Duplicate the records below from the line with "Report the location of each instance of the long" up to and including the line with "x=176, y=295", keeping every line the same.

** Start Data records **

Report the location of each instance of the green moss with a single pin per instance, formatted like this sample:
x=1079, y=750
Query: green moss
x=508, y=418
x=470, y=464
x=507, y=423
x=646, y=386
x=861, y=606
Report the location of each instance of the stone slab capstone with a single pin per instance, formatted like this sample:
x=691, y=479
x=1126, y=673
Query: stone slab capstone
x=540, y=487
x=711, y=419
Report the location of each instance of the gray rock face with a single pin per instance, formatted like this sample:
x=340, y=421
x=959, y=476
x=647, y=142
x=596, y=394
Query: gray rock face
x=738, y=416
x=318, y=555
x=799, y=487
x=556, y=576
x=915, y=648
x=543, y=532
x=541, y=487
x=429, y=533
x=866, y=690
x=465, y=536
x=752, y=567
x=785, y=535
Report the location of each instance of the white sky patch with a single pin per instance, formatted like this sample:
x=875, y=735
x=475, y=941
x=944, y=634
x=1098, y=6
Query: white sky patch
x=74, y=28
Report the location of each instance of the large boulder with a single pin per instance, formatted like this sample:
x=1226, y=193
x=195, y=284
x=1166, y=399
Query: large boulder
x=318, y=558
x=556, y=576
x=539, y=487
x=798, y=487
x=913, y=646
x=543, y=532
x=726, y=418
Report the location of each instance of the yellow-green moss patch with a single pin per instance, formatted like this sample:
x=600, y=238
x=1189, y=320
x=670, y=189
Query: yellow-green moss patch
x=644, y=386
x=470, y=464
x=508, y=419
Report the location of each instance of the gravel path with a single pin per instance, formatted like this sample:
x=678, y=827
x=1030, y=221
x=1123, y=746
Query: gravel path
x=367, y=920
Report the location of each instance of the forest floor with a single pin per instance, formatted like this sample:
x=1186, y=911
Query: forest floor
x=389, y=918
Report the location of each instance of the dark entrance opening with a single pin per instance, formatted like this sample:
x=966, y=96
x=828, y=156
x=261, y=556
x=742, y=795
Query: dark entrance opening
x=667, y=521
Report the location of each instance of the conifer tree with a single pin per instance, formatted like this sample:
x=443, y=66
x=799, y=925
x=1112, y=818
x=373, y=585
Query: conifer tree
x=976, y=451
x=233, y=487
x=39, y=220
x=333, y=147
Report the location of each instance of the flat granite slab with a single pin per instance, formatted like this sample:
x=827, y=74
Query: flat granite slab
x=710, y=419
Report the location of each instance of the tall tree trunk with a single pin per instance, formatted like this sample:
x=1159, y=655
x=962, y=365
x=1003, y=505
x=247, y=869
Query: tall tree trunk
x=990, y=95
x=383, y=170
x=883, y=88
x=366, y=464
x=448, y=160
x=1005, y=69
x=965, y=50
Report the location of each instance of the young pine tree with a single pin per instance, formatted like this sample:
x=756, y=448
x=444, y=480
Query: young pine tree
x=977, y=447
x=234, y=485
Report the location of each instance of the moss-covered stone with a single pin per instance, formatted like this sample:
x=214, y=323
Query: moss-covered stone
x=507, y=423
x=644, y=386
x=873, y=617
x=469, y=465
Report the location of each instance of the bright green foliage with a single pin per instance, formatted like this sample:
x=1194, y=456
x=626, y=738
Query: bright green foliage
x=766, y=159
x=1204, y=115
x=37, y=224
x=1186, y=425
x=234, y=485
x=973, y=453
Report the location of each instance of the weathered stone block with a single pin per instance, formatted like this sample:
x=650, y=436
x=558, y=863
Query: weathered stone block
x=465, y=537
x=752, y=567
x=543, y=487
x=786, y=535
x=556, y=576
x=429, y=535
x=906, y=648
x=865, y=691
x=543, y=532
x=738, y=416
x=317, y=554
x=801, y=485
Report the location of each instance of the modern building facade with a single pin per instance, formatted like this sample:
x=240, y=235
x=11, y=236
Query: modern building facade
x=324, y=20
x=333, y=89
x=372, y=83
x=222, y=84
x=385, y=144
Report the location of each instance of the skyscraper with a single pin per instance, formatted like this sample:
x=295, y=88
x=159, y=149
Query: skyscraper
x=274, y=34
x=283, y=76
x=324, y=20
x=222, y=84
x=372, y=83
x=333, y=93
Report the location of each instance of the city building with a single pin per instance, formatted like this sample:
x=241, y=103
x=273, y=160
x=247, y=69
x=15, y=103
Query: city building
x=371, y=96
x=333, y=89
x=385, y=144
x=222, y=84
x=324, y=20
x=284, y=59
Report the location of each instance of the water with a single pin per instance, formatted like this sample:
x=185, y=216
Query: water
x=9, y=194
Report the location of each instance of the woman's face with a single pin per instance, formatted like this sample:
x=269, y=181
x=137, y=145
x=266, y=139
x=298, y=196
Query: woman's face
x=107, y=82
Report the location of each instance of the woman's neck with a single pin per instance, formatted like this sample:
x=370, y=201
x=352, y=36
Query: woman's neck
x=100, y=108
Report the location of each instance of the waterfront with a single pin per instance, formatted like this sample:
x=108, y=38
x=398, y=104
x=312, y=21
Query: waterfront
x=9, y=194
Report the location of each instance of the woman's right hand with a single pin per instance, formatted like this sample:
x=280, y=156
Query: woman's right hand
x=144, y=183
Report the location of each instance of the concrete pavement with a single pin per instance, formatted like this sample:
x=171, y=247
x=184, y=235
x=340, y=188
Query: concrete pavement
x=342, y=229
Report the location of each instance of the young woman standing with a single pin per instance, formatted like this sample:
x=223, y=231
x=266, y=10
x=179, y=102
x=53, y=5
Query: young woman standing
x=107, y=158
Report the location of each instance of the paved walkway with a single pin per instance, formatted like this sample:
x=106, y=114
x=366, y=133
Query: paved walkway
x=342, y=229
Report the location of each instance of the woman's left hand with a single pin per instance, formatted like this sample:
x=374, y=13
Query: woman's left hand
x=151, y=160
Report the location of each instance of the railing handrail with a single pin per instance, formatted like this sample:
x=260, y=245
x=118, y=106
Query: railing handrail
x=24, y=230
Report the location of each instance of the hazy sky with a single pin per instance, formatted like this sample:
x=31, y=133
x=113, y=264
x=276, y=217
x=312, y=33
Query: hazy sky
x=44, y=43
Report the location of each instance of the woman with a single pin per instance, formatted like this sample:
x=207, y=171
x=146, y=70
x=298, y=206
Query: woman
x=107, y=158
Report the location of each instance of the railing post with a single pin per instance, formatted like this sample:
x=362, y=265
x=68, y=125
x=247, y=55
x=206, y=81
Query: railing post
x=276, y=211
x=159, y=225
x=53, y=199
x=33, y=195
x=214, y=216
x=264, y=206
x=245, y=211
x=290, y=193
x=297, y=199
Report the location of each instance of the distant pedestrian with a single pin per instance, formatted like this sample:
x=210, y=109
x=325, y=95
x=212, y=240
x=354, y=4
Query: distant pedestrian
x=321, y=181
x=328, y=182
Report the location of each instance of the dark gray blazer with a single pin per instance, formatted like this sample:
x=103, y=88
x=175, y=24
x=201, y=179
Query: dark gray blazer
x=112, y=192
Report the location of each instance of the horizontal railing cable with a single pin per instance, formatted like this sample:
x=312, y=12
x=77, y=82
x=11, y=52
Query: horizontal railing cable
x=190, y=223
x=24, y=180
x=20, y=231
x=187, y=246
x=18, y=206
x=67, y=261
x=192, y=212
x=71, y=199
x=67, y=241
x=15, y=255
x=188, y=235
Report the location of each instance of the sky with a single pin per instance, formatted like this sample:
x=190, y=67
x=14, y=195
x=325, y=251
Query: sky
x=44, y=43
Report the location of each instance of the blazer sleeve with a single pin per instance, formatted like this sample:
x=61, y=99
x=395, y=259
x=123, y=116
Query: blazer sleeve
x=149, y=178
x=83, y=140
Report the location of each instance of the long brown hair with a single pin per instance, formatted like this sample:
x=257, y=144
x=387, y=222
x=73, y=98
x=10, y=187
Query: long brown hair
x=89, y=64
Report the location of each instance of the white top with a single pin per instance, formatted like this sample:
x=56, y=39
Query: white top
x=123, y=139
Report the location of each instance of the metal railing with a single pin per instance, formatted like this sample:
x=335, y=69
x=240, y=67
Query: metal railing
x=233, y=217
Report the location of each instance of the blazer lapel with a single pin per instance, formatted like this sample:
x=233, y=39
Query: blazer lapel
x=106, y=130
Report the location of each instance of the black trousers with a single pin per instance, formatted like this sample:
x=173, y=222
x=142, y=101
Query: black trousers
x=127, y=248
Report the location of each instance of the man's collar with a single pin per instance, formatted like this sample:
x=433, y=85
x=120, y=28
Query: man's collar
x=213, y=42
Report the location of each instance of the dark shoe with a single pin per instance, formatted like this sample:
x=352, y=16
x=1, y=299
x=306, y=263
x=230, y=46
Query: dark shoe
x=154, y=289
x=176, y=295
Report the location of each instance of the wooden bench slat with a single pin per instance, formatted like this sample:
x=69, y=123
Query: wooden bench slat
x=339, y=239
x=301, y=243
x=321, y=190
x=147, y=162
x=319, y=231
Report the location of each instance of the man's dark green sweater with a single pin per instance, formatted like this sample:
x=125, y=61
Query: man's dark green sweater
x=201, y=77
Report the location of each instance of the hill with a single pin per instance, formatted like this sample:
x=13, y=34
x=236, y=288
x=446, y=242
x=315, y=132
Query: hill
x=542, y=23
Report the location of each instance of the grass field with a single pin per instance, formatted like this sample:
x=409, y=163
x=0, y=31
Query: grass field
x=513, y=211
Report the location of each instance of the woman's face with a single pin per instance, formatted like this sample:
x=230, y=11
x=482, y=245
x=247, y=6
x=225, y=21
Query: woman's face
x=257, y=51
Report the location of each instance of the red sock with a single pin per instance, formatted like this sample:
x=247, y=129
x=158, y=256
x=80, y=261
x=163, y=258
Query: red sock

** End Data records **

→ **Full answer**
Report the location of each instance of the long brown hair with a single pin per instance, formatted like this sample:
x=257, y=144
x=387, y=222
x=73, y=98
x=10, y=187
Query: long brown hair
x=89, y=64
Report the location of each instance of the white top with a single pin per instance, formatted like this sample:
x=56, y=39
Query: white top
x=123, y=139
Report the location of each instance of the metal railing with a single pin per instance, formatted like this sample:
x=335, y=69
x=240, y=67
Query: metal railing
x=233, y=217
Report the location of each instance of the blazer lapel with a single pin per instance, formatted like this sample:
x=233, y=39
Query: blazer lapel
x=106, y=130
Report the location of each instance of the black trousers with a single pin per instance, formatted like this sample:
x=173, y=222
x=142, y=101
Query: black trousers
x=127, y=248
Report the location of each instance of the man's collar with a single pin per instance, formatted like this sample:
x=433, y=85
x=120, y=28
Query: man's collar
x=213, y=42
Report the location of each instance of the dark shoe with a single pin per instance, formatted like this sample:
x=352, y=16
x=1, y=299
x=306, y=263
x=230, y=46
Query: dark shoe
x=154, y=289
x=176, y=295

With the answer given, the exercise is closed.